TASK REQUIREMENTS
Wherever a picture appears, leave it out, and transcribe the rest of the records exactly.

Region pointing data
════════════════════

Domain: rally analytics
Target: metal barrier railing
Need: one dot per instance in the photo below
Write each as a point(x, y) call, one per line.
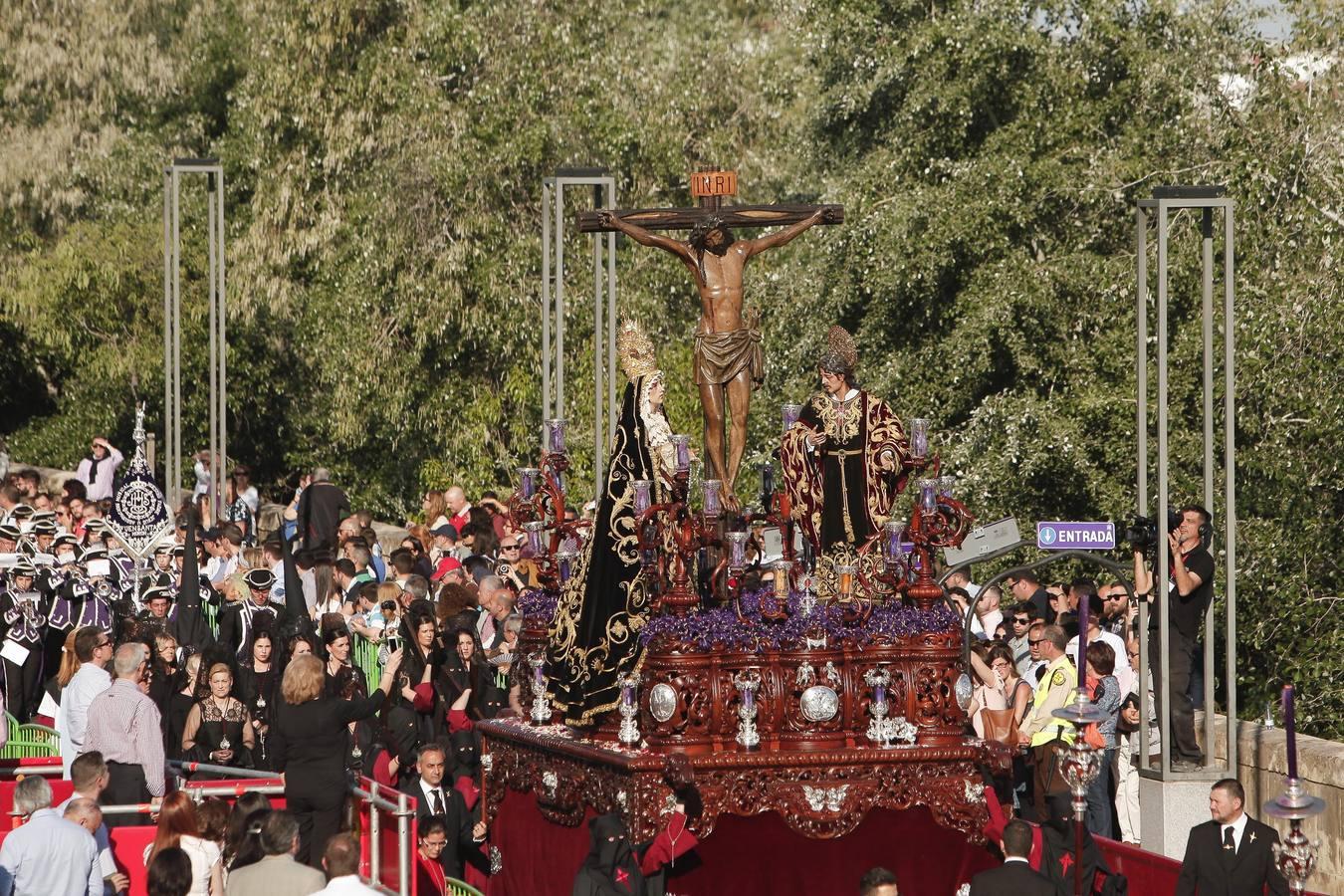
point(399, 806)
point(376, 795)
point(181, 766)
point(363, 653)
point(23, 772)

════════════════════

TASK RESPONSE
Domain: rally analytics
Target: metal barrier railing
Need: one dot per instance in the photo below
Write each as a point(x, y) call, one per line.
point(399, 806)
point(376, 795)
point(181, 766)
point(363, 653)
point(23, 772)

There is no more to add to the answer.